[Data listing]
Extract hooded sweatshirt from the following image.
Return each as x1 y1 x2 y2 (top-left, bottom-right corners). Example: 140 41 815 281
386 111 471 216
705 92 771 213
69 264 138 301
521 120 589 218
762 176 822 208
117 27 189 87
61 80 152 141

§ WORK REQUIRED: Copy each of the rows above line for line, keeping every word and number unchanged.

§ RESULT OF THE EXERCISE:
Extract hooded sweatshirt from the following image.
Return each as x1 y1 x2 y2 (top-left, bottom-right corners). Example: 140 41 815 281
386 111 471 216
705 92 771 213
69 264 138 301
521 120 589 218
762 176 822 208
117 27 189 87
61 80 152 141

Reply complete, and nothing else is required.